> _Task brief_
Starting with the first line of the data and going on through the line with "x=1067, y=566", write those lines out again with "nose cone" changed to "front tip" and nothing else altered. Leave the pictures out of your answer.

> _Input records_
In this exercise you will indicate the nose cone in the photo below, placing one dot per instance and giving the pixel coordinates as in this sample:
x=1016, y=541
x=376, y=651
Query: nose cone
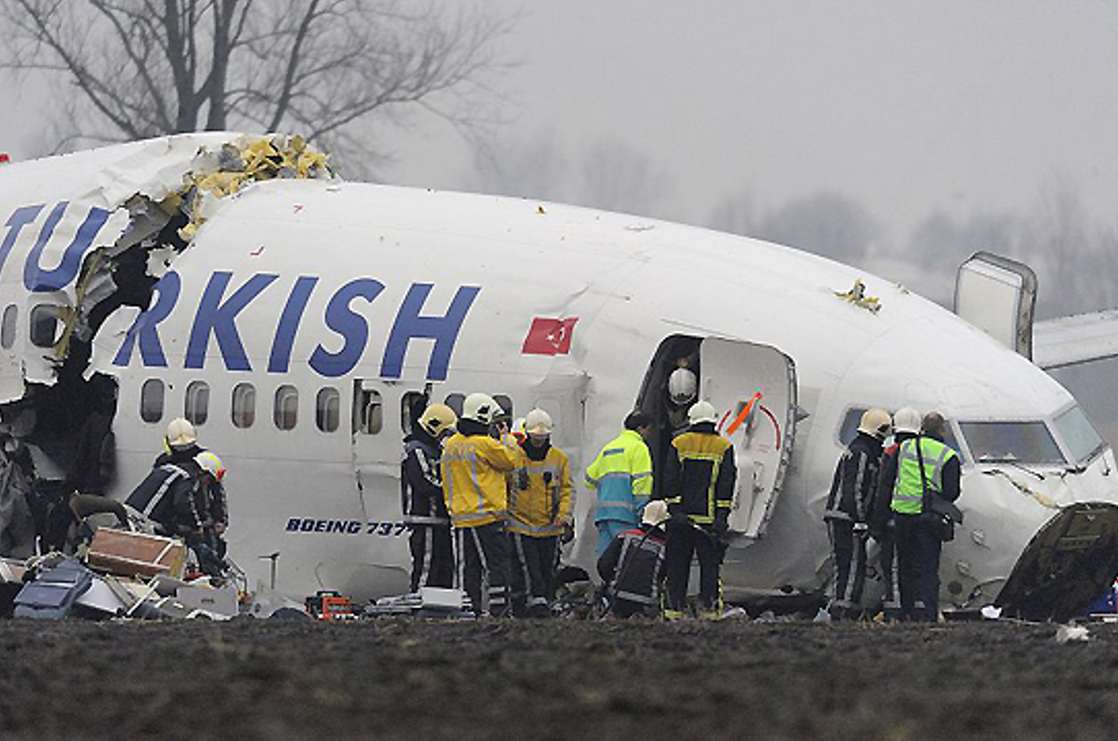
x=1067, y=566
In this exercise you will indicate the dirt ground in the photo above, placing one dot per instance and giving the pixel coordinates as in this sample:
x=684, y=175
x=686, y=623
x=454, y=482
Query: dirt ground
x=399, y=678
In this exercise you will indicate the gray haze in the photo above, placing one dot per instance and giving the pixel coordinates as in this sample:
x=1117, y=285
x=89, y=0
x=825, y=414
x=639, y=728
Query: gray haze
x=898, y=135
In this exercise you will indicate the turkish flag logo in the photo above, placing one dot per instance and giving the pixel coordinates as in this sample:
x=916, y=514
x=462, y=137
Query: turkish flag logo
x=549, y=336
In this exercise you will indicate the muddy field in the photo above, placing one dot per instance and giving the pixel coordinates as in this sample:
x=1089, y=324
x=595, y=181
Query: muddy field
x=396, y=678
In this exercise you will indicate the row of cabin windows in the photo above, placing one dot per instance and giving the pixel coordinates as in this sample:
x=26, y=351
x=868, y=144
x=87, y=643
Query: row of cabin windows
x=368, y=416
x=45, y=328
x=243, y=407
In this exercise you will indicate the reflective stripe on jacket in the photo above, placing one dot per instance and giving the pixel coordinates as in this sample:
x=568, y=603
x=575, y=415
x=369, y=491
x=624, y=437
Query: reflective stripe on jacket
x=473, y=478
x=908, y=492
x=700, y=475
x=622, y=473
x=538, y=509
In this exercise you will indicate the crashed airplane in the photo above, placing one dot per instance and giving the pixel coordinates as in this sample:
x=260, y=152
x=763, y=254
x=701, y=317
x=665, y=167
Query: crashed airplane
x=300, y=322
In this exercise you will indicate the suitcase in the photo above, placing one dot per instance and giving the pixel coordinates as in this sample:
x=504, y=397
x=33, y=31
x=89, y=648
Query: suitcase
x=135, y=554
x=53, y=595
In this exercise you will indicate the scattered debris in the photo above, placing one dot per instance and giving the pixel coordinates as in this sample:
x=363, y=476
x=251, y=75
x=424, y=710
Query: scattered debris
x=1067, y=633
x=856, y=296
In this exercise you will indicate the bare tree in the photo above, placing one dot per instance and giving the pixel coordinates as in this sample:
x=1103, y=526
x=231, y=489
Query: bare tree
x=332, y=70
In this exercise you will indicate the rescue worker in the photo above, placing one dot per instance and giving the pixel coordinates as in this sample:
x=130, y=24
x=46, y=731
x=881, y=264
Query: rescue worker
x=474, y=467
x=924, y=462
x=682, y=387
x=173, y=495
x=848, y=513
x=632, y=568
x=423, y=501
x=882, y=524
x=622, y=475
x=214, y=509
x=699, y=478
x=539, y=509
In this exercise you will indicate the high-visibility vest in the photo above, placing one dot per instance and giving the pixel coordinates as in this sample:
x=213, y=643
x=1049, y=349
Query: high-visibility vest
x=908, y=491
x=622, y=474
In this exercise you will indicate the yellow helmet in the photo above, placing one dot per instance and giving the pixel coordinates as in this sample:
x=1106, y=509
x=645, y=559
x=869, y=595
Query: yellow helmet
x=438, y=419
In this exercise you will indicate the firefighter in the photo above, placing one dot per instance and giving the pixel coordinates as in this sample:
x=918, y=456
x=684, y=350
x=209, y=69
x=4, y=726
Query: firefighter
x=848, y=512
x=474, y=466
x=422, y=499
x=699, y=478
x=622, y=475
x=924, y=462
x=632, y=568
x=539, y=510
x=882, y=523
x=173, y=495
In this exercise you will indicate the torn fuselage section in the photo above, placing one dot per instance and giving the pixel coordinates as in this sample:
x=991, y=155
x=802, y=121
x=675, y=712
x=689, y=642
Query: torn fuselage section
x=1067, y=564
x=110, y=247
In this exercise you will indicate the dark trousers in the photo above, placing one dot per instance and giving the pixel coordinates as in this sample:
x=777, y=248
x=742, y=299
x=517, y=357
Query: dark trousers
x=684, y=541
x=432, y=556
x=533, y=564
x=887, y=561
x=482, y=554
x=917, y=568
x=848, y=577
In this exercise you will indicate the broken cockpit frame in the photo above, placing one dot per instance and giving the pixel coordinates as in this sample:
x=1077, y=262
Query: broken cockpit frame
x=133, y=217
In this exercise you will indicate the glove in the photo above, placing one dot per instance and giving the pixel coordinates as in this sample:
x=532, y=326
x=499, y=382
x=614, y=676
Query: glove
x=568, y=533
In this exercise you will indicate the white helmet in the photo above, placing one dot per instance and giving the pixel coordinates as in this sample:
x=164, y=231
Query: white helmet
x=702, y=411
x=481, y=408
x=538, y=423
x=210, y=463
x=877, y=423
x=180, y=434
x=682, y=386
x=655, y=513
x=437, y=419
x=907, y=419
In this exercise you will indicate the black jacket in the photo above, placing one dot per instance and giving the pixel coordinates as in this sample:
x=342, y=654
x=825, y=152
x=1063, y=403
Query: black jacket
x=632, y=566
x=170, y=494
x=855, y=481
x=422, y=481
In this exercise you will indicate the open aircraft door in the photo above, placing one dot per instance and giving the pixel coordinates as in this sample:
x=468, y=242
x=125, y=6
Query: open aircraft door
x=754, y=388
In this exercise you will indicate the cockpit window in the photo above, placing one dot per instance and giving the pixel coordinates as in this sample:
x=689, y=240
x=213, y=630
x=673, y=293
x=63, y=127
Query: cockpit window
x=1078, y=434
x=1015, y=442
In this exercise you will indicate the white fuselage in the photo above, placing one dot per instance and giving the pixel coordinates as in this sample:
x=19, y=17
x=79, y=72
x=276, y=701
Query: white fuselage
x=378, y=292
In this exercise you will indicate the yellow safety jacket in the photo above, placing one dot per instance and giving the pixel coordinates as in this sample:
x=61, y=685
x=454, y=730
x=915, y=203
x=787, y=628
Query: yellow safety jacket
x=622, y=474
x=546, y=500
x=908, y=491
x=473, y=478
x=700, y=475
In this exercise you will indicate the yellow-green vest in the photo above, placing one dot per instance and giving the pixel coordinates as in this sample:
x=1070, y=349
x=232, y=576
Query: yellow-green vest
x=908, y=491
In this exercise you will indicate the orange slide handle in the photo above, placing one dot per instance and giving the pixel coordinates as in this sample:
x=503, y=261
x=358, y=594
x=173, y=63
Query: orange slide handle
x=744, y=415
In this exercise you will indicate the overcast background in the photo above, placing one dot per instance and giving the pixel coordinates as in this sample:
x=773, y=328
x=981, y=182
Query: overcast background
x=898, y=135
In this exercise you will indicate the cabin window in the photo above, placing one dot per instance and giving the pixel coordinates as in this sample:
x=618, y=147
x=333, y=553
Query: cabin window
x=45, y=325
x=328, y=408
x=1030, y=442
x=244, y=406
x=151, y=400
x=455, y=401
x=411, y=408
x=196, y=408
x=286, y=407
x=369, y=410
x=8, y=326
x=1079, y=435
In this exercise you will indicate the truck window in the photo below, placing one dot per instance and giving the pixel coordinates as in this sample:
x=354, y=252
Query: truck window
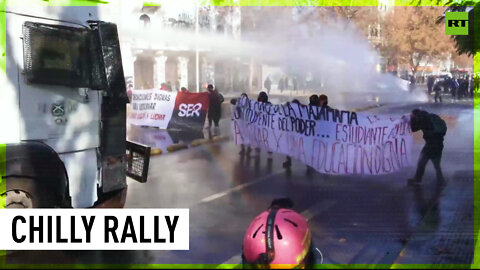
x=56, y=55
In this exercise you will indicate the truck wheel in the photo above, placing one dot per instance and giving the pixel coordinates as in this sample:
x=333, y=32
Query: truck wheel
x=19, y=199
x=26, y=193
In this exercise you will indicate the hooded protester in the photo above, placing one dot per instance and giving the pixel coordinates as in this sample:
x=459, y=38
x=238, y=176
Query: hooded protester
x=215, y=109
x=268, y=84
x=434, y=129
x=323, y=101
x=314, y=100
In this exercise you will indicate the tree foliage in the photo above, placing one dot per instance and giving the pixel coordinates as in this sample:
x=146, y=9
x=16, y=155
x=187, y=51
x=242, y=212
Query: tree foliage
x=412, y=35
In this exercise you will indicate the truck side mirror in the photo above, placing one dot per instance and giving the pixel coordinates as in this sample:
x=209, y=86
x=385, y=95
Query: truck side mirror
x=107, y=70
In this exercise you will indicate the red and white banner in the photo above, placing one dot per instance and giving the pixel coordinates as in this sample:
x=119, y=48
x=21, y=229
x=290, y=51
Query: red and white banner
x=168, y=110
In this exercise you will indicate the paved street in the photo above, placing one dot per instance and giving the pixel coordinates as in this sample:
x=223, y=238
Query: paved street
x=367, y=220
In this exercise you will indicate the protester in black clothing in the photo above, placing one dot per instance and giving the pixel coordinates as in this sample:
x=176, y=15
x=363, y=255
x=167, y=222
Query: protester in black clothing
x=430, y=83
x=268, y=84
x=314, y=101
x=437, y=91
x=263, y=97
x=288, y=162
x=281, y=85
x=434, y=130
x=323, y=101
x=215, y=108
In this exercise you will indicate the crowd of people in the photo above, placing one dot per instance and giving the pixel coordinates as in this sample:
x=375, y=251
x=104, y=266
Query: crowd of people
x=458, y=88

> _Output of the exercise_
In this exercise you will indicate the front tip in the photo below, placing one dot per instance and giving the pixel coordinates as in this sample:
x=1016, y=541
x=376, y=651
Query: front tip
x=1067, y=566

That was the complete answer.